**** Okuma Metni ****

Bazı kitaplar birden fazla kez okunmayı hak ediyor. Kim Stanley Robinson’ın Kızıl Mars’ı da bu kitaplardan. Tıpkı Dune ve diğer epik bilimkurgu eserleri gibi, Kızıl Mars da teknoloji, çevre ve karakterler olmak üzere çeşit çeşit anlatıya sahip. Yazarın her söylediğine katılmak mümkün değilse de kitap fazlasıyla okunmaya değer.
Robinson, kitabı NASA’nın da Rusya’nın da hayallerinde göreceği büyük araçlar ve cihazlarla donatmış. İlk yüz astronot-kolonist Mars’a Dış Uzay Mekiği Bölümü’nde yapılan devasa bir uzay aracıyla gidiyor ve buradan sonra da cihazlar gitgide gelişiyor. Bazıları kaotik Dünya’dan geliyor, bazıları ise Mars’ta yapılıyor: Gezegeni yaşanılır hale getirmek için devasa zeplinler, genetik mühendislik eseri mikroorganizmalar, bütün bir şehri kaplayacak mega kubbeli hafif çadırlar ve daha niceleri… Hikaye geniş bir haritayı, çeşitli teknoloji harikalarını ve uzun bir zaman skalasını içinde barındırıyor. Medeniyet Mars’ta inşa oldukça hayati araçlar da gitgide karmaşıklaşıyor ve bu araçlar, karakterleri Mars yüzeyinde gezdirip öyküyü şekillendiriyor.

**** İşlenecek Kayıtlar ****

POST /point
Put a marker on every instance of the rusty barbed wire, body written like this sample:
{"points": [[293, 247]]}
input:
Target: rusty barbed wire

****

▶ _Görev Tanımı 1_
Okuma metnine göre ilk yüz astronot-kolonist Mars'a ne ile gidiyor?
▶ _Görev Tanımı 2_
Kayıtlarda "barbed" dizisini içeren bütün satırları belirleyin ve her birini olduğu gibi aktarın.

▶ _Yanıt 1_
Dış Uzay Mekiği Bölümü'nde yapılan devasa bir uzay aracıyla.

▶ _Yanıt 2_
Put a marker on every instance of the rusty barbed wire, body written like this sample:
Target: rusty barbed wire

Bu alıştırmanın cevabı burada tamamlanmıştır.